- _TEXTO EXTRAÍDO_
^^^^^^^^

Tiempo atrás, por estas mismas épocas, los casos de tifoidea en Quito se disparaban; su aumento estaba relacionado con un hecho bien conocido: el desprolijo consumo de mangos, fruta de temporada. Pero en lugar de alertar a la población para que tome las debidas precauciones al consumirla, el Ministerio de Salud se aprovisionaba de medicinas, insuficientes siempre para tratar los casos en ascenso. Años más tarde, la conducta institucional no ha variado; si antes la enfermedad estacional era la tifoidea, hoy las previsibles infecciones respiratorias, entre ellas influenza, campean en la ciudad desde hace algunas semanas. En lugar de vacunar oportunamente a la población antes que los casos se multipliquen, se lo hace tardía y desorganizadamente. Para la salud pública ecuatoriana el tiempo no pasa.
Los datos oficiales de influenza (www.salud.gob.ec) solamente dan cuenta de 25 casos hasta el 30 de noviembre pasado, sin actualización de los meses de diciembre y enero, justamente cuando han subido de manera pública y notoria, constituyendo prueba evidente del grave deterioro del sistema “obligatorio” de vigilancia epidemiológico, cuando no de la opacidad de información propia del gobierno anterior, sin modificación en el actual.
La ausencia de salud pública en el manejo de la Influenza – como de otros variados problemas – condujo a incrementar el gasto de bolsillo de muchos hogares, obligados a acudir al sector privado para demandar pruebas rápidas de diagnóstico, de incierta interpretación; a comprar medicación anti viral de dudosa efectividad, pero además a pagar por una prestación reconocida en el mundo, como obligación universal y gratuita del Estado: la vacunación.

^^^^^^^^

Escribe la continuación del texto sobre la salud pública en Ecuador a partir de su última oración. Las filas no tienen relación con el texto sobre la salud pública en Ecuador.

^^^^^^^^

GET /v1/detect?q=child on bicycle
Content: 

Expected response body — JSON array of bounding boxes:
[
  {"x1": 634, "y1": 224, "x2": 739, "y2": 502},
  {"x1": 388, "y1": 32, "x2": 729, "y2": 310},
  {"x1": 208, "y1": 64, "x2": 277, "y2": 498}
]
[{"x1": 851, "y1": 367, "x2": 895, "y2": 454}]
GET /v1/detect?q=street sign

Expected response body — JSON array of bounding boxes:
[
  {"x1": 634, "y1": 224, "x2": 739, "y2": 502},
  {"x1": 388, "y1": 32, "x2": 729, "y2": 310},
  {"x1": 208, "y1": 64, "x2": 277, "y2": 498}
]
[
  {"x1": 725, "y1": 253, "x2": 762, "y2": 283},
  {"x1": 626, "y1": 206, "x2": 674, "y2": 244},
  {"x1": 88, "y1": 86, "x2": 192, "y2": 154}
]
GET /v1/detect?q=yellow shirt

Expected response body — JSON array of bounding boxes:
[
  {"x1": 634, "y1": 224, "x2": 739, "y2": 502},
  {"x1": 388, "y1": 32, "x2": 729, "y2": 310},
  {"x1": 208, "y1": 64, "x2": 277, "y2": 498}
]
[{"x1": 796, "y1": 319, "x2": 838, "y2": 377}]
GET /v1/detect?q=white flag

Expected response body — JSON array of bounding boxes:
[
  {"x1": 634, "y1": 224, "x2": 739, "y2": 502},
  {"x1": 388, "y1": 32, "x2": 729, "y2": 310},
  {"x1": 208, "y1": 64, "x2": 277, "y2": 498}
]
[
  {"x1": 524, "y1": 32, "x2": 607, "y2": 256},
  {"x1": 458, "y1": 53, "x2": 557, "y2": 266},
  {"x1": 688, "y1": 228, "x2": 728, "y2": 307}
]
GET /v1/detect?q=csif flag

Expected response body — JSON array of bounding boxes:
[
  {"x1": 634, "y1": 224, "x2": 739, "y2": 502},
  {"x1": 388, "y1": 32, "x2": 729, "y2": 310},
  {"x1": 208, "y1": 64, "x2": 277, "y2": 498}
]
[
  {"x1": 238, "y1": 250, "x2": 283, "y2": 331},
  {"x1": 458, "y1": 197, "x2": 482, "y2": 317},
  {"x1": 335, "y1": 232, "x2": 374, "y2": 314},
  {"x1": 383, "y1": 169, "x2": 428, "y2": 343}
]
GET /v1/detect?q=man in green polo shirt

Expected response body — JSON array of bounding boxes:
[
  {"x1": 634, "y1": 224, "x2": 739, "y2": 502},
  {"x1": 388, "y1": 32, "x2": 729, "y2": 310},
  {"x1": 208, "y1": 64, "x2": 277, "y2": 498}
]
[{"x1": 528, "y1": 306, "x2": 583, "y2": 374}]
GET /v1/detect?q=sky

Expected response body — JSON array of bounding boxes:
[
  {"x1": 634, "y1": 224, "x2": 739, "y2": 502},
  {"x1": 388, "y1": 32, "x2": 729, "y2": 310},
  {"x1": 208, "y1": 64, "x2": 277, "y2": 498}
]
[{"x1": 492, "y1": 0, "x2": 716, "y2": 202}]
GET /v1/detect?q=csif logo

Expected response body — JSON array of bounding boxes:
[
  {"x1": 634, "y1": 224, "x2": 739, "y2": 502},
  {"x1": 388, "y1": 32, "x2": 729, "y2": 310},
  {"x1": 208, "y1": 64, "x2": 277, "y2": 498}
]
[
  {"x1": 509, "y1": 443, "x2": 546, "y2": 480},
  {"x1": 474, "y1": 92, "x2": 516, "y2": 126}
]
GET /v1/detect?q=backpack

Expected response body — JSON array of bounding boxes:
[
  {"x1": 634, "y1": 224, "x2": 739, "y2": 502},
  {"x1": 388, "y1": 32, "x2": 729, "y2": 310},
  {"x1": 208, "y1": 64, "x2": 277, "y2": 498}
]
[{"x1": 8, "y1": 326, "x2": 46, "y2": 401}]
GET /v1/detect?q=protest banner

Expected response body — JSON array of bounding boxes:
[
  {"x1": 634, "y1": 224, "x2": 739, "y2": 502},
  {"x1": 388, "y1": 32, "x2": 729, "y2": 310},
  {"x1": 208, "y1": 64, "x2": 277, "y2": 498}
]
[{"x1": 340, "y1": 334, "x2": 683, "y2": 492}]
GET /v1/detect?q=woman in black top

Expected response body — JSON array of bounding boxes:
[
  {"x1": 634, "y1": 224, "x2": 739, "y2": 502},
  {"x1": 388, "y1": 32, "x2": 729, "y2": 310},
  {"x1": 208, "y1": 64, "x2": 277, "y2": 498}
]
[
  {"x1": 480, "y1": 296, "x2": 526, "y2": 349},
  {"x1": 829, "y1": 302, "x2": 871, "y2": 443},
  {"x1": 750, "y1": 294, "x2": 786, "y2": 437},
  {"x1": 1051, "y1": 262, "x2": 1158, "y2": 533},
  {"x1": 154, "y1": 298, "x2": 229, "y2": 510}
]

^^^^^^^^

- _RESPUESTA DEL EJERCICIO_
El gasto por tales conceptos fácilmente puede superar 200 dólares por caso atendido; como usualmente más de un miembro de familia enferma, la cuenta sube; al igual que las ganancias con el negocio de la enfermedad, acicateado por gobiernos a los que les importa un bledo la salud pública.
El Presidente Moreno, quien en materia de salud poco ha hecho por diferenciarse de su predecesor, que dilapidó cuantiosos recursos económicos y echó a perder una oportunidad histórica para mejorar la salud de la población, prevenir enfermedades y alcanzar acceso universal a servicios de salud, bien podría aprovechar el tiempo que le queda, para impulsar un diálogo amplio en pro de una política de salud de Estado que termine con el sinfín de improvisaciones que ya deben parar.
Si hay alguien en su gobierno que debe estimularlo es la ministra María Paula Romo, por su condición de integrante de la “Comisión de la Organización Panamericana de la Salud sobre Equidad y Desigualdades en Salud en las Américas”, cuyos objetivos son imposibles de alcanzar sin una salud pública vigorosa.